──────── Given entries ────────
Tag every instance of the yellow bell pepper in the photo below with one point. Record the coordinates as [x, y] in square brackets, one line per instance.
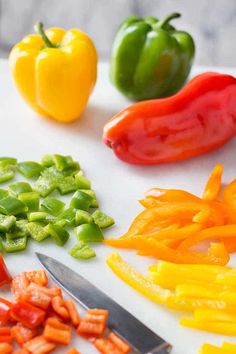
[55, 71]
[136, 280]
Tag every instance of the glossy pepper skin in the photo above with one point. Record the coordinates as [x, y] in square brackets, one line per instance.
[198, 119]
[55, 71]
[150, 58]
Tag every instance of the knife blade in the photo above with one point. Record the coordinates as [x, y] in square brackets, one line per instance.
[142, 339]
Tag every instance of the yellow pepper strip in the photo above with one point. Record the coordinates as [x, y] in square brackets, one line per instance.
[213, 184]
[213, 349]
[214, 315]
[226, 328]
[229, 346]
[191, 304]
[169, 275]
[215, 232]
[136, 280]
[229, 195]
[55, 71]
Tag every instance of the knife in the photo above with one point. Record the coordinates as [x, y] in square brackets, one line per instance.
[141, 338]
────────
Directions
Reproduce all of the material above line for line, without any changes, but leave out the pictures.

Problem solution
Tag every instance of the yellow bell pepper in the photo below with one point. Record the coordinates as [x, y] in square brackets, one line per instance.
[55, 71]
[136, 280]
Tag every instance of the glossy pepper skin in the photo above with one point. Record the coordinates as [x, y] in square brackets, one line per instance.
[198, 119]
[55, 71]
[150, 58]
Tag every instance of the knife blade in the photo above with one point. Record the coordinates as [x, y] in square brackets, one line per instance.
[142, 339]
Tag every instance of the yellow pepper strip in the photo above with one point. Record the coordinates as [x, y] in square brackets, one line per instance.
[213, 184]
[213, 349]
[214, 315]
[226, 328]
[229, 346]
[191, 304]
[169, 275]
[215, 232]
[136, 280]
[229, 195]
[55, 71]
Tag every instance of the knife in the photo above with one point. Record the coordinates as [x, y] in square brackets, one line per instance.
[141, 338]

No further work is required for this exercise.